● Set exercise: Can you turn the records below, from their first line up to and including the line with "<point>595,146</point>", into a JSON list of strings with one string per line, leaving out blank lines and the pictures?

● Recorded data:
═══

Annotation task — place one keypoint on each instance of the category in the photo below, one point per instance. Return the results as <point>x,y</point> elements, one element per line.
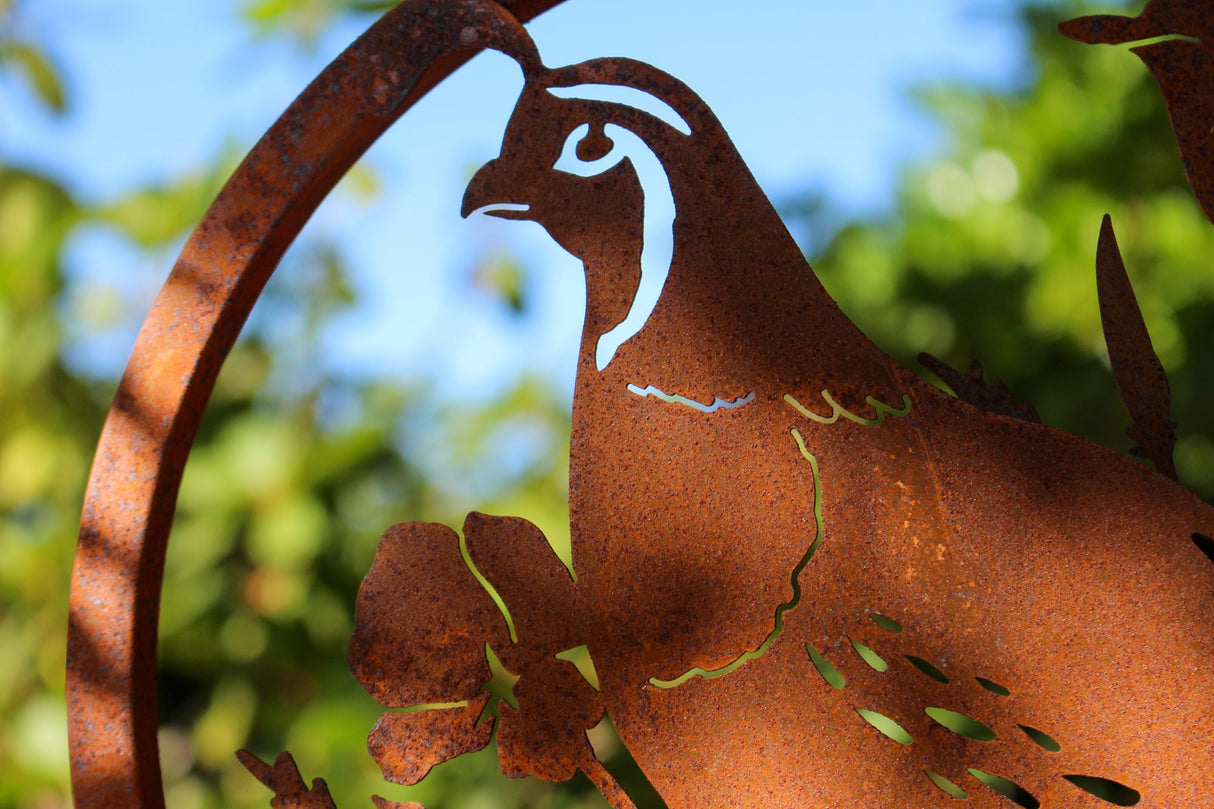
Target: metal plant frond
<point>803,576</point>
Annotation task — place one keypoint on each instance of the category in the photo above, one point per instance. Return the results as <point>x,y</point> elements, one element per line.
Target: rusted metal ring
<point>193,323</point>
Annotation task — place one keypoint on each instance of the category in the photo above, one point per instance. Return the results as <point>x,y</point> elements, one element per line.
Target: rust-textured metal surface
<point>115,586</point>
<point>803,577</point>
<point>1184,67</point>
<point>971,386</point>
<point>1139,373</point>
<point>283,778</point>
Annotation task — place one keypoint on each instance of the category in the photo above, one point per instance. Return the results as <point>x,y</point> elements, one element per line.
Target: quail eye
<point>595,146</point>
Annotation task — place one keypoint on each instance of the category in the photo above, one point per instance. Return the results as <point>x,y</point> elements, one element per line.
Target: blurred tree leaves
<point>298,469</point>
<point>295,474</point>
<point>990,252</point>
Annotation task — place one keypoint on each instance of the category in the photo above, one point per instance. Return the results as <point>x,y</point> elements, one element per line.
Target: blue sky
<point>812,94</point>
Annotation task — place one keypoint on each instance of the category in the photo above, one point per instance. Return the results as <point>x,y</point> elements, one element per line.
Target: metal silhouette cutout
<point>803,577</point>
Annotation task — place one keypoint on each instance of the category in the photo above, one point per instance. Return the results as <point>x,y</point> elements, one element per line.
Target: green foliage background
<point>988,253</point>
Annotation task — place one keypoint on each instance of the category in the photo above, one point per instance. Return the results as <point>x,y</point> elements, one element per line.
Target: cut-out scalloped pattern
<point>888,727</point>
<point>992,686</point>
<point>928,668</point>
<point>960,724</point>
<point>1008,788</point>
<point>947,786</point>
<point>828,672</point>
<point>871,657</point>
<point>1043,740</point>
<point>1106,790</point>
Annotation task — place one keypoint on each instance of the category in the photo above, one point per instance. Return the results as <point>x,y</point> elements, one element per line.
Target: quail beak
<point>488,193</point>
<point>1111,29</point>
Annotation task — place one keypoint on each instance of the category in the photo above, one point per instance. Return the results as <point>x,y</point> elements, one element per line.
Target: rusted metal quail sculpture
<point>803,577</point>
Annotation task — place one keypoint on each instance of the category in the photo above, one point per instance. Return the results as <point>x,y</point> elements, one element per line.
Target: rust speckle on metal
<point>115,587</point>
<point>752,480</point>
<point>1183,64</point>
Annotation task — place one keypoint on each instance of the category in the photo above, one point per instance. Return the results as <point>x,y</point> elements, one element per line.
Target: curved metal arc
<point>193,323</point>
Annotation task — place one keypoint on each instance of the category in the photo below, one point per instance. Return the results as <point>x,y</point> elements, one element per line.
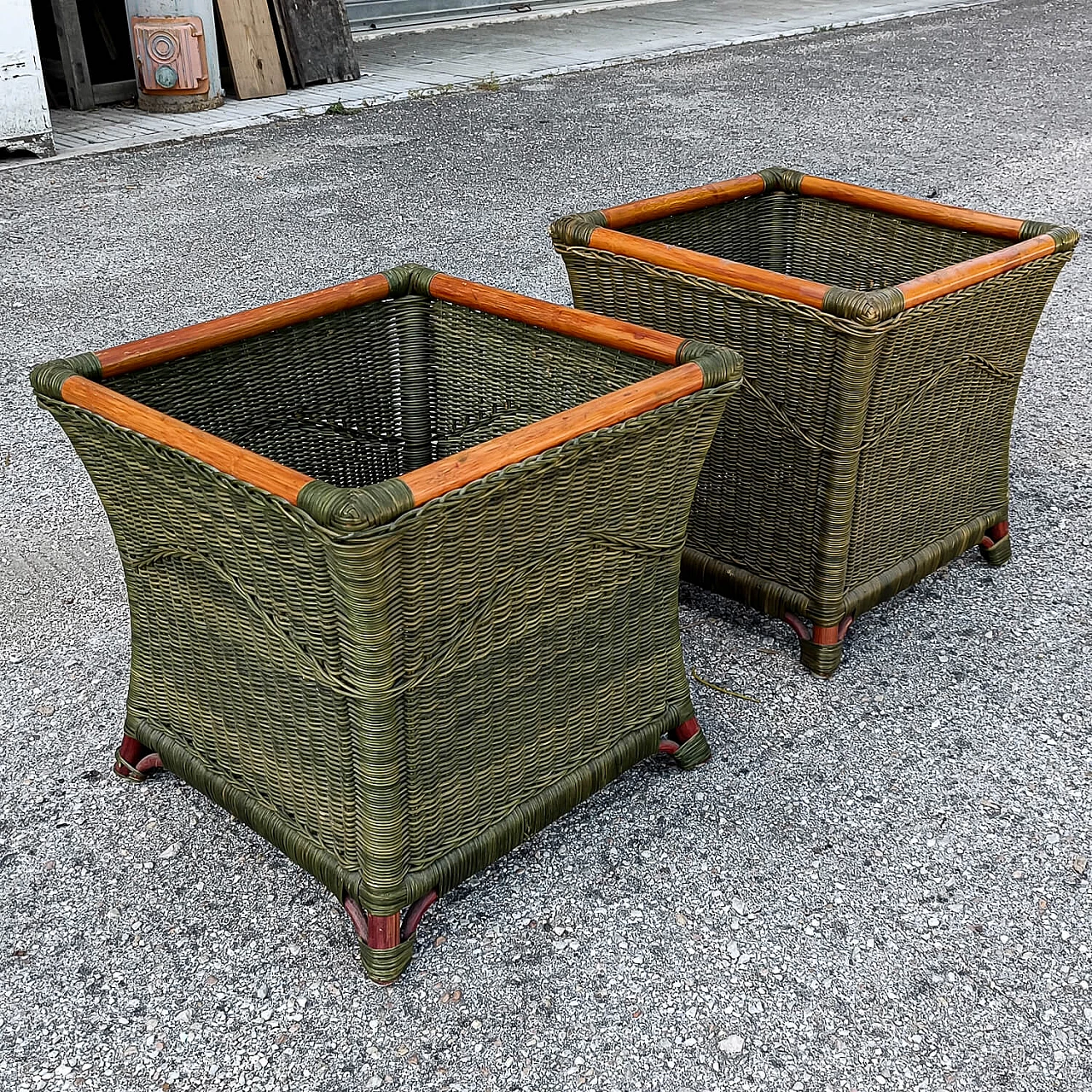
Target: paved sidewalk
<point>880,884</point>
<point>439,61</point>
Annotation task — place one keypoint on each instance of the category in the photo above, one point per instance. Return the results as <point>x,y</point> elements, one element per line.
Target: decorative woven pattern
<point>861,455</point>
<point>397,696</point>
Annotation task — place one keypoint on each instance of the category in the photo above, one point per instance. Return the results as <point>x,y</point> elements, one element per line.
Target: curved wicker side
<point>403,574</point>
<point>884,340</point>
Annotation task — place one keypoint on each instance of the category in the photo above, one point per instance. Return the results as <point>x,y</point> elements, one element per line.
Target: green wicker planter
<point>884,340</point>
<point>402,561</point>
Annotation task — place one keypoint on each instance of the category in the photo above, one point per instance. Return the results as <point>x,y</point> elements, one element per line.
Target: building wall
<point>24,113</point>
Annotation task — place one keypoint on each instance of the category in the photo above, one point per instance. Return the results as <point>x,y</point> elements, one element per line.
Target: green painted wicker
<point>398,696</point>
<point>869,444</point>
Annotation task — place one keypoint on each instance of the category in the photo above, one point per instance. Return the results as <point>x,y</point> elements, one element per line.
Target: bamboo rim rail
<point>812,293</point>
<point>429,482</point>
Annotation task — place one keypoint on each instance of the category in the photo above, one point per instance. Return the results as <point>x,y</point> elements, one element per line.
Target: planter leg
<point>820,648</point>
<point>996,545</point>
<point>687,745</point>
<point>386,940</point>
<point>133,761</point>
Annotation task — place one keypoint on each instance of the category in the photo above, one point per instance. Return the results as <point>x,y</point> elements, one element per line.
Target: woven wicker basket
<point>402,561</point>
<point>884,340</point>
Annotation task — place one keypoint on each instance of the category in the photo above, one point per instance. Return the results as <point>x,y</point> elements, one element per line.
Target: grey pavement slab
<point>877,881</point>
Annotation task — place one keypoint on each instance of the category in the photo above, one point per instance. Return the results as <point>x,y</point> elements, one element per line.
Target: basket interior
<point>818,239</point>
<point>378,390</point>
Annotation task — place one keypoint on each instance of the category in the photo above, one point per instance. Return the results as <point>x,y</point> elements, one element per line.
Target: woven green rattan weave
<point>869,444</point>
<point>398,696</point>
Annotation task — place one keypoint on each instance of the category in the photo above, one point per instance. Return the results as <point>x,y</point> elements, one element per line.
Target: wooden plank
<point>320,42</point>
<point>252,48</point>
<point>671,205</point>
<point>73,55</point>
<point>928,212</point>
<point>230,459</point>
<point>974,270</point>
<point>716,269</point>
<point>613,334</point>
<point>292,66</point>
<point>234,328</point>
<point>456,471</point>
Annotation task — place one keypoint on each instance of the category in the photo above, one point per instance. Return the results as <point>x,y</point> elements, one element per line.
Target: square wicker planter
<point>884,339</point>
<point>402,561</point>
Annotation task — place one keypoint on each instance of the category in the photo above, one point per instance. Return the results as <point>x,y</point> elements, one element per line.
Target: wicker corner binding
<point>884,340</point>
<point>402,561</point>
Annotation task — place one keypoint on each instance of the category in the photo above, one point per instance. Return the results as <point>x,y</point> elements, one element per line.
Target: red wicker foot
<point>133,761</point>
<point>822,647</point>
<point>386,940</point>
<point>996,546</point>
<point>686,745</point>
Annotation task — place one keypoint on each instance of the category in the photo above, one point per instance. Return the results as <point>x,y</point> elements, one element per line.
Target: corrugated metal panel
<point>378,15</point>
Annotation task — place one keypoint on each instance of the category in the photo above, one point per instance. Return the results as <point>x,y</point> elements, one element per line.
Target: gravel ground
<point>878,880</point>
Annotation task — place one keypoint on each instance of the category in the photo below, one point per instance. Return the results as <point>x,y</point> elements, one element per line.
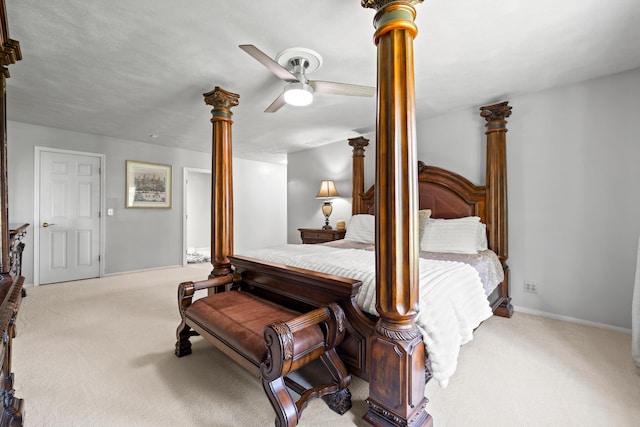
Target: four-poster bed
<point>388,349</point>
<point>11,280</point>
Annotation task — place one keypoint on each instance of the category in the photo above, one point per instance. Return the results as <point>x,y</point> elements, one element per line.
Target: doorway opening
<point>197,216</point>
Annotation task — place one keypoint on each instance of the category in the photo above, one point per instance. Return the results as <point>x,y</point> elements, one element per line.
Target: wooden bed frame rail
<point>392,354</point>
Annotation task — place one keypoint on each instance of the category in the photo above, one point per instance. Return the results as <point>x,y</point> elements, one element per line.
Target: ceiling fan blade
<point>334,88</point>
<point>272,65</point>
<point>276,105</point>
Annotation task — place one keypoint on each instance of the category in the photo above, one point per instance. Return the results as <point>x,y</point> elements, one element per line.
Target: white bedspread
<point>452,300</point>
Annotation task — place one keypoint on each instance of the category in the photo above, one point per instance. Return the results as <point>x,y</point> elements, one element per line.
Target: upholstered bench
<point>272,340</point>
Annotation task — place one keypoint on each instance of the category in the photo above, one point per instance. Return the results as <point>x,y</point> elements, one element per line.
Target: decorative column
<point>9,54</point>
<point>221,180</point>
<point>397,352</point>
<point>358,145</point>
<point>497,229</point>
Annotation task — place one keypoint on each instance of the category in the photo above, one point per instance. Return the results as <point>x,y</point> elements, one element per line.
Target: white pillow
<point>361,229</point>
<point>423,218</point>
<point>459,235</point>
<point>482,242</point>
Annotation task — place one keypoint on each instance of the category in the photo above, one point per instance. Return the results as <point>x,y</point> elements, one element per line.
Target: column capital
<point>393,15</point>
<point>358,145</point>
<point>379,4</point>
<point>222,102</point>
<point>495,112</point>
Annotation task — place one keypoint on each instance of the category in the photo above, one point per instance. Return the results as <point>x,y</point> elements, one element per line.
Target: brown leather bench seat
<point>291,351</point>
<point>239,318</point>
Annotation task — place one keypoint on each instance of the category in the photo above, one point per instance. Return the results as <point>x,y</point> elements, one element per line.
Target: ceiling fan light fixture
<point>298,94</point>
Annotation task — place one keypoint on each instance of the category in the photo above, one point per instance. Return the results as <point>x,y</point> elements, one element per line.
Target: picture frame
<point>148,185</point>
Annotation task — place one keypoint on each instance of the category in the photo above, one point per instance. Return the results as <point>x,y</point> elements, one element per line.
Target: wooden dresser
<point>319,235</point>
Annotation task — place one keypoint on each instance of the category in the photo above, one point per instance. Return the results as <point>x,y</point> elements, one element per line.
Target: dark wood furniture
<point>388,350</point>
<point>16,247</point>
<point>270,326</point>
<point>12,410</point>
<point>313,235</point>
<point>272,339</point>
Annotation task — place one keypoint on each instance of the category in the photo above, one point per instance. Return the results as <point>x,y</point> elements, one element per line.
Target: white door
<point>69,232</point>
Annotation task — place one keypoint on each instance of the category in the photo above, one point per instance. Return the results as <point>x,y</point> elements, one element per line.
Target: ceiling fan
<point>292,66</point>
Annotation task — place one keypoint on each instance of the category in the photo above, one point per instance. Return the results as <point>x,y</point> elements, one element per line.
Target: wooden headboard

═══

● Exercise response:
[
  "Annotation task — place one keypoint on each instance of the category in the photo below, one point per instance. Return the results as <point>x,y</point> elements, one element per line.",
  "Target: metal plant frond",
  "<point>803,576</point>",
  "Annotation task — place one keypoint on each instance of the category in the photo above, one point per instance. Return the results as <point>x,y</point> elements, one element per line.",
  "Target: rusted metal ring",
  "<point>193,323</point>",
  "Annotation task — place one keypoint on each instance of the category in the photo above, one point per instance. Return the results as <point>x,y</point> elements, one element per line.",
  "Target: rust-textured metal surface",
  "<point>115,586</point>",
  "<point>803,577</point>",
  "<point>1184,67</point>",
  "<point>971,386</point>",
  "<point>1139,373</point>",
  "<point>283,778</point>",
  "Annotation task — place one keypoint on each instance of the category in the photo above, one point per instance. Return the results as <point>x,y</point> elements, one element per line.",
  "Target: quail eye",
  "<point>595,146</point>"
]